Your task: Reproduce exactly the lines from the line containing "[spot] the flowing" through the end of the records below, including both ends, and nothing else.

::: Data rows

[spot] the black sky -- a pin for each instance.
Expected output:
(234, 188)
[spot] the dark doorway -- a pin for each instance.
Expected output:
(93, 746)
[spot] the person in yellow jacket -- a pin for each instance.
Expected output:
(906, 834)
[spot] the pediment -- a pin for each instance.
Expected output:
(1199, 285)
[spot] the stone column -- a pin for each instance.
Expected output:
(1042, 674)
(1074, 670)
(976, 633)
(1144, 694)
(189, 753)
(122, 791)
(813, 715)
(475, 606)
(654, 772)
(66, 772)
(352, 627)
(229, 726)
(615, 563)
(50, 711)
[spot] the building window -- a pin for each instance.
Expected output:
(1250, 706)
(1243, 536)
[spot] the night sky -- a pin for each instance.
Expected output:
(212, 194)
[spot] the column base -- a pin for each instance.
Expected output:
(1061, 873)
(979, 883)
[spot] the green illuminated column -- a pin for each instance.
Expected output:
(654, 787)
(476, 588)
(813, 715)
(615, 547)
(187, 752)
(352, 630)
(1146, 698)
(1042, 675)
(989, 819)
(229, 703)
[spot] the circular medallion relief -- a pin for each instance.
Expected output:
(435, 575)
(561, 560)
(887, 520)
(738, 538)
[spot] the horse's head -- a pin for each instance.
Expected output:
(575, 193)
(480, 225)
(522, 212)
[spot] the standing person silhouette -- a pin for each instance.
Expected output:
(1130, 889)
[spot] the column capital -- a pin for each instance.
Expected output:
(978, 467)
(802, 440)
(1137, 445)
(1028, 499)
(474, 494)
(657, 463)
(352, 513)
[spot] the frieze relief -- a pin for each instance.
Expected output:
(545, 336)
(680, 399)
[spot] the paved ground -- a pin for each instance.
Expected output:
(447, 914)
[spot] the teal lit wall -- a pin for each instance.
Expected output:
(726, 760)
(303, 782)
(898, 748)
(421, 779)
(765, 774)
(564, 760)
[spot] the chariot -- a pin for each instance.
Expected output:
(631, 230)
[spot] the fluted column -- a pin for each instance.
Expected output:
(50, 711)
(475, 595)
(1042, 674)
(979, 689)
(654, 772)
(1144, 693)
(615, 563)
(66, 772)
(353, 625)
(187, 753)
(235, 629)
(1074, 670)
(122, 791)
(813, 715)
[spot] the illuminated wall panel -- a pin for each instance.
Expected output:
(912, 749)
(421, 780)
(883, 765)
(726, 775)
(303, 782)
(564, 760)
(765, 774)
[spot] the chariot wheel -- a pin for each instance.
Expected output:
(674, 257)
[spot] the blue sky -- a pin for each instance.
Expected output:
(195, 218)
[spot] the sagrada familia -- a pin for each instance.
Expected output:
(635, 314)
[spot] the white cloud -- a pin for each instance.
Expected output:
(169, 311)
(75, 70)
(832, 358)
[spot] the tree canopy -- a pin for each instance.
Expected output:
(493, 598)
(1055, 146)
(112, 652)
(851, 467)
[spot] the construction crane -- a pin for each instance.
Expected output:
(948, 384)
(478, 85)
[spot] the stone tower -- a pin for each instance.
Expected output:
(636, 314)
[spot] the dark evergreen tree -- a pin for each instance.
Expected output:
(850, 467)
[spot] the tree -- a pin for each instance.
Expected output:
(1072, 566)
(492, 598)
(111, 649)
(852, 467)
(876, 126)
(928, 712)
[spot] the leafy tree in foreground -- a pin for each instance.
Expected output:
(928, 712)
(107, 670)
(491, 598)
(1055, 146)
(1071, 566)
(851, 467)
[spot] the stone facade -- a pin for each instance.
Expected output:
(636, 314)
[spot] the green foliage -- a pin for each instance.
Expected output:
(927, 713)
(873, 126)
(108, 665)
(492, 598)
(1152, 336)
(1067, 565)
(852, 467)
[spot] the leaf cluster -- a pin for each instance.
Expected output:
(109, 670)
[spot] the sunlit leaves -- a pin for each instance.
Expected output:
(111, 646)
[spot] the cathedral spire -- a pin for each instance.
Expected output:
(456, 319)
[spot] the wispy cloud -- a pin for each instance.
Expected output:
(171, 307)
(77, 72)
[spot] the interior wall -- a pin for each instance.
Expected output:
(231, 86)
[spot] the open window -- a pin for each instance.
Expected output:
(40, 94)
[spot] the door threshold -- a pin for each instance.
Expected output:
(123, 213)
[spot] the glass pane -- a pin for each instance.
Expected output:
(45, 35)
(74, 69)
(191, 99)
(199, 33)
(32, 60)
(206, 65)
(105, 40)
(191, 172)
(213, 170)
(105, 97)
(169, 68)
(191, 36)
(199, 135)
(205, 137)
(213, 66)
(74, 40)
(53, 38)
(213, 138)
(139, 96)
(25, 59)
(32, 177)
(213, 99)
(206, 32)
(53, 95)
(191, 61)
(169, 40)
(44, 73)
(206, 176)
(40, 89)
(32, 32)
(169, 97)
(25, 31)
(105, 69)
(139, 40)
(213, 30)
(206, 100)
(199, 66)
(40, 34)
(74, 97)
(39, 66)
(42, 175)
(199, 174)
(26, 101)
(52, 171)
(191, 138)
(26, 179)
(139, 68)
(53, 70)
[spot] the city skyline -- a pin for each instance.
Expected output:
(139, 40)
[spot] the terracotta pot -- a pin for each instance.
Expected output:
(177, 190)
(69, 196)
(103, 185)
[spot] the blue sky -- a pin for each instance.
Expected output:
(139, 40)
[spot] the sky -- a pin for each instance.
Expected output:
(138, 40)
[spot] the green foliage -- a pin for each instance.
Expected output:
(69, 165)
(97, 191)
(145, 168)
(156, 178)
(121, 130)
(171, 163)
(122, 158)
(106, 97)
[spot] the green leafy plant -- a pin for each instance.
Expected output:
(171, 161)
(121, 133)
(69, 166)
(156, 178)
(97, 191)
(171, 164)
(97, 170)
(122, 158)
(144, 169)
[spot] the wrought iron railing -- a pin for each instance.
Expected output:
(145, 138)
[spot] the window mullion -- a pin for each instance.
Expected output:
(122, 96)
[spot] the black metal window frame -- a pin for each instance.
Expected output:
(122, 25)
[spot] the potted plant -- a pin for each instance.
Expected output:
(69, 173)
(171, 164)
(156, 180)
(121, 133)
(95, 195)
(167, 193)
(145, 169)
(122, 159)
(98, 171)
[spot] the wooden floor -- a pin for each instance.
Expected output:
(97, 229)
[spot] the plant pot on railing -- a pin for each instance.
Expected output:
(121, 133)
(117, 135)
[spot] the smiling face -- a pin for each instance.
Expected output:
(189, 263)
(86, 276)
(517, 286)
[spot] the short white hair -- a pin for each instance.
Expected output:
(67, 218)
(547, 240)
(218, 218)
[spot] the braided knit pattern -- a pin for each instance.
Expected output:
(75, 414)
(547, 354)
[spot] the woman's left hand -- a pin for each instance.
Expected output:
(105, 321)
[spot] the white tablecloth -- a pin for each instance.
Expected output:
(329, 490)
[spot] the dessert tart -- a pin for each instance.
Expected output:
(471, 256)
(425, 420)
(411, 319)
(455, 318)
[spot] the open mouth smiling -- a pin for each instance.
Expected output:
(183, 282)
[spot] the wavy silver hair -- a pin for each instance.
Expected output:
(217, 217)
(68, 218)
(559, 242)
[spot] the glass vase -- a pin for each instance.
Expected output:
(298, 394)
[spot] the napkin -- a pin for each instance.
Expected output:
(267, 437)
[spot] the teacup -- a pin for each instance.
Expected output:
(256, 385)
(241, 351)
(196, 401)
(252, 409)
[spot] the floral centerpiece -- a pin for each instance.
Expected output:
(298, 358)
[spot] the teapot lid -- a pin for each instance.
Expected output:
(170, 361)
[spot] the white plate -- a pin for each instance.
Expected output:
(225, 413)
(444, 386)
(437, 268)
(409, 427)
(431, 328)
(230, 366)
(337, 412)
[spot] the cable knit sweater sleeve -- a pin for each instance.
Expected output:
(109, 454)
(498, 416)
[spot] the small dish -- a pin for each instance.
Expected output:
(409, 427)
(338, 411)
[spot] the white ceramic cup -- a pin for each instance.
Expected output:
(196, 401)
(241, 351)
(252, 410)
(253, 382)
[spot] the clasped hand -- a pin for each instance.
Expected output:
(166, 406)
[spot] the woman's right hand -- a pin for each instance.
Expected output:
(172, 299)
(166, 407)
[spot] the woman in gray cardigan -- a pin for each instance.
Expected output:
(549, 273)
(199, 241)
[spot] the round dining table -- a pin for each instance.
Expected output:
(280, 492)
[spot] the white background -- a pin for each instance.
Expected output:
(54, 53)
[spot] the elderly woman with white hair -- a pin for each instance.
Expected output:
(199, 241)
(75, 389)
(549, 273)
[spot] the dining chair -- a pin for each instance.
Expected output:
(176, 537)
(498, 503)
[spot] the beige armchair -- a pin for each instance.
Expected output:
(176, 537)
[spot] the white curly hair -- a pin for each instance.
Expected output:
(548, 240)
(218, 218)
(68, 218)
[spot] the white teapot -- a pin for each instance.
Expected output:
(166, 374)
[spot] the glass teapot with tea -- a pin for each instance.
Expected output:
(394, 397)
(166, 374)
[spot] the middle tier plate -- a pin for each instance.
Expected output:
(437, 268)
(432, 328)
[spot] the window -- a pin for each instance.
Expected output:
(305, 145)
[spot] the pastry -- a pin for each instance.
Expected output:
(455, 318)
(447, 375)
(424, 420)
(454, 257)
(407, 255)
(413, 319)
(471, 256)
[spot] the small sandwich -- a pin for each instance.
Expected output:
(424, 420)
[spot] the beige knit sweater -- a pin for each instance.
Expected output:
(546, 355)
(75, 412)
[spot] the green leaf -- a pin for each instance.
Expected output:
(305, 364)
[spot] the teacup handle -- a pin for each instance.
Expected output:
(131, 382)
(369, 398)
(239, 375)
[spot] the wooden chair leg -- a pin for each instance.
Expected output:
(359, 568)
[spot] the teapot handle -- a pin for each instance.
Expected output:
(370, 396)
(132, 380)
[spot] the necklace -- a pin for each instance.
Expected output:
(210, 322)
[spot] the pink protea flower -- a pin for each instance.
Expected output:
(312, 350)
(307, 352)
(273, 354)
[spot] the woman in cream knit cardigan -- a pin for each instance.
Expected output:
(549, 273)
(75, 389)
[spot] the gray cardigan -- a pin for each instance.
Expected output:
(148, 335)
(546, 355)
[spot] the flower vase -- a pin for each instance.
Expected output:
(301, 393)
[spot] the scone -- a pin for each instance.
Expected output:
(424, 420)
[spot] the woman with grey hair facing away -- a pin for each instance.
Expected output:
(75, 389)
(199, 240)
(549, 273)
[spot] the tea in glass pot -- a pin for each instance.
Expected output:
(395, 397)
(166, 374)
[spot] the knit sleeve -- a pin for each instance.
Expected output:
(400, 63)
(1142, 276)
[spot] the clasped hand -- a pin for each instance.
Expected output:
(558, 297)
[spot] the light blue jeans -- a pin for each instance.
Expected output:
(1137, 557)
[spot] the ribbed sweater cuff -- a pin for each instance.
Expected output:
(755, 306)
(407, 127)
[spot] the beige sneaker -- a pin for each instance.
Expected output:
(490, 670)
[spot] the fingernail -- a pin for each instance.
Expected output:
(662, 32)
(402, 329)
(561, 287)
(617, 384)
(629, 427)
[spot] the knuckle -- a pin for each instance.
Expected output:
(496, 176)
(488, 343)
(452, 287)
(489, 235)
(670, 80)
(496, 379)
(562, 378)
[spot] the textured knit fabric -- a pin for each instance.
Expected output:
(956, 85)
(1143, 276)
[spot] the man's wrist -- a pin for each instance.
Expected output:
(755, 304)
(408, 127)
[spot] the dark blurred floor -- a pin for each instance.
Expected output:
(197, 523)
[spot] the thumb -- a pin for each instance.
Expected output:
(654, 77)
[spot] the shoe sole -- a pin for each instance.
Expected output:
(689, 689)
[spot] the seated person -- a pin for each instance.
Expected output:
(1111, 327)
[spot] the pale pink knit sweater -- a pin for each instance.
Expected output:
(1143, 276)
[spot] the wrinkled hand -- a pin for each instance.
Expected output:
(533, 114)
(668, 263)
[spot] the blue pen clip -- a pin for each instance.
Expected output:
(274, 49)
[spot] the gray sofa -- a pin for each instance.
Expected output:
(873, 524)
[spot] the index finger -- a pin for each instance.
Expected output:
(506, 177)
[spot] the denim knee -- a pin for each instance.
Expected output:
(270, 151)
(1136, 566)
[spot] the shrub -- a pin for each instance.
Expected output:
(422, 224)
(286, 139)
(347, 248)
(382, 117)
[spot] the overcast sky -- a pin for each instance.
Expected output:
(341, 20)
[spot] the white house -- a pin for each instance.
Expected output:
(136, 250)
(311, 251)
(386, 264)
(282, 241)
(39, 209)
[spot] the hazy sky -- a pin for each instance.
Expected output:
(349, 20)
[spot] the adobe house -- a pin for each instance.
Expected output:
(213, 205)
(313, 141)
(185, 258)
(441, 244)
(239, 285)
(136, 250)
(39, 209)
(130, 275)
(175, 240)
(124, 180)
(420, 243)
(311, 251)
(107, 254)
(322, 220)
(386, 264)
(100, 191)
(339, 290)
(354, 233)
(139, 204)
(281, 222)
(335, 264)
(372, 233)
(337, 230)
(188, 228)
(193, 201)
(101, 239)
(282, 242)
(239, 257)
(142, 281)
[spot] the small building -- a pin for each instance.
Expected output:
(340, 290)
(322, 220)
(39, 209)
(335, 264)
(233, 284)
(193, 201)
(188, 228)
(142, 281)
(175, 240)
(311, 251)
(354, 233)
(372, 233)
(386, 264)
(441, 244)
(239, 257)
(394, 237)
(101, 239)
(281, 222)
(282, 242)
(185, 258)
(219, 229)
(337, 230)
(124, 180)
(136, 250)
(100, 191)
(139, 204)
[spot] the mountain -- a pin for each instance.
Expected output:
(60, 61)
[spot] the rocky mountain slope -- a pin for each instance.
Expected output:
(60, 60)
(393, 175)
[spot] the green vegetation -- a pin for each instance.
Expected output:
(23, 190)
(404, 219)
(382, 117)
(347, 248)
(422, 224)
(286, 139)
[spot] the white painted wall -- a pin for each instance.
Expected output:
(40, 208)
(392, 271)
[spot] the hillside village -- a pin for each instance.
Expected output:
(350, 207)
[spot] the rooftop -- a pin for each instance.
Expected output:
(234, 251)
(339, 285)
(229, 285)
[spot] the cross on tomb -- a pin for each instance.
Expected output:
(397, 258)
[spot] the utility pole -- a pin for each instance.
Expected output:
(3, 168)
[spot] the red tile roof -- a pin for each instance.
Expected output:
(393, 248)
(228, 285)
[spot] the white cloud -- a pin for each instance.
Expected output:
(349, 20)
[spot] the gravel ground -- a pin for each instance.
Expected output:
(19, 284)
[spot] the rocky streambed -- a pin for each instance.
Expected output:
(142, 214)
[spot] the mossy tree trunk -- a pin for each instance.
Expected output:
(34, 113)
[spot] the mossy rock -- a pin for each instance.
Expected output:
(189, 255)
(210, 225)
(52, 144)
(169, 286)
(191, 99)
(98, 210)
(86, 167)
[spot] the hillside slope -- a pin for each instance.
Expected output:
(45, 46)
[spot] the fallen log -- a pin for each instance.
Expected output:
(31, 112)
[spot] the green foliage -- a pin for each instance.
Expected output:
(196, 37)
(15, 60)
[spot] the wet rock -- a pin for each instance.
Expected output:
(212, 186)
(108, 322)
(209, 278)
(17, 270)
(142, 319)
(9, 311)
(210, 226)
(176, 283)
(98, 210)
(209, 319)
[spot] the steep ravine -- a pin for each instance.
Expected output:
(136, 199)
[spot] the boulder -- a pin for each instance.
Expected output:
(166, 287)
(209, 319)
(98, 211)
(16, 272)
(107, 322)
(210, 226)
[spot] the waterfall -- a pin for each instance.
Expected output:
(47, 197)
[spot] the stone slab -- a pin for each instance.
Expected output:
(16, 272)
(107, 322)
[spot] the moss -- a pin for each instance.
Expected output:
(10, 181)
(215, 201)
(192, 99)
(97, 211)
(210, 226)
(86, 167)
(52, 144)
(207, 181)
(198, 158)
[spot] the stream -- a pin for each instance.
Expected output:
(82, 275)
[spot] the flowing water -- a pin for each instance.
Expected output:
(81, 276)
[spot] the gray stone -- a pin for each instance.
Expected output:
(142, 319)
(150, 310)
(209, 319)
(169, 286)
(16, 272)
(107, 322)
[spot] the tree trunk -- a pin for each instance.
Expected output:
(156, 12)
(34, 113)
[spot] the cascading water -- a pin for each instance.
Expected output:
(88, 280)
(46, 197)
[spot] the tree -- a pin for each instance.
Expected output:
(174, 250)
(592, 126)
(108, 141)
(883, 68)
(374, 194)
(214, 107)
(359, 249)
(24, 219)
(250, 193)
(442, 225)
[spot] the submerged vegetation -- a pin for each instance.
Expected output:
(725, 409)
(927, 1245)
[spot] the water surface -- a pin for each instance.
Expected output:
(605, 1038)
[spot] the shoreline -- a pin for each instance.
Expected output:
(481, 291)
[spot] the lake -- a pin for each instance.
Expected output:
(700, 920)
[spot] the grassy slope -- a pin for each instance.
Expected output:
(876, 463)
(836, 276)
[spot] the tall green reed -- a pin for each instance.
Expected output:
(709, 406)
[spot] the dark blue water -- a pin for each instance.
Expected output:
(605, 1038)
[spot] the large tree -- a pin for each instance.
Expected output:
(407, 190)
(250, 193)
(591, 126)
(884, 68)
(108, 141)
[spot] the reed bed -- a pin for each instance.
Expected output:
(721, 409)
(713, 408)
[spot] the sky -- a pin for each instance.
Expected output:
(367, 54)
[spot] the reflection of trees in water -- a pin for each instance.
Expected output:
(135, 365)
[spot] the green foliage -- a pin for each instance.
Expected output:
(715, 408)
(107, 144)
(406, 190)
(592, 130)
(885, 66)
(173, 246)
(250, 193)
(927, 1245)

::::::

Solution for this task:
[spot] the flowing water -- a pin for each instance.
Expected output:
(81, 276)
[spot] the gray stone -- a pin for each instance.
Expected output:
(142, 319)
(150, 310)
(209, 319)
(169, 286)
(16, 272)
(107, 322)
[spot] the tree trunk -- a pin for each instance.
Expected output:
(156, 12)
(34, 113)
[spot] the cascading water -- a pin for each instance.
Expected output:
(88, 280)
(46, 197)
[spot] the tree -- a pin for each instance.
Expected output:
(174, 250)
(592, 126)
(108, 141)
(883, 68)
(374, 194)
(214, 107)
(359, 249)
(24, 219)
(250, 193)
(442, 225)
[spot] the submerged vegetation -- a pin for each instance.
Expected output:
(725, 409)
(927, 1245)
[spot] the water surface -- a pin for each instance.
Expected output:
(605, 1038)
[spot] the shoreline -- a pin for each instance.
Expected output:
(481, 291)
[spot] the lake -- a pin for each instance.
Expected output:
(700, 920)
[spot] the grassy slope -- a pin for each instance.
Expected output:
(876, 463)
(836, 276)
[spot] the tall green reed -- a pin for each instance.
Expected output:
(709, 406)
[spot] the dark blue water -- a pin for each instance.
Expected output:
(605, 1038)
[spot] the large tree -- a pin for each instance.
Expected output:
(407, 190)
(250, 193)
(591, 126)
(884, 68)
(108, 141)
[spot] the reed bed -- a pin for each instance.
Expected output:
(721, 409)
(713, 408)
[spot] the sky -- a pin for each instance.
Expected output:
(367, 54)
[spot] the reflection of trees in water -- a pin for each instance.
Expected output:
(135, 365)
[spot] the green foliage -- a pin for each instance.
Expected output:
(715, 408)
(107, 144)
(406, 190)
(592, 130)
(885, 66)
(173, 246)
(250, 193)
(927, 1245)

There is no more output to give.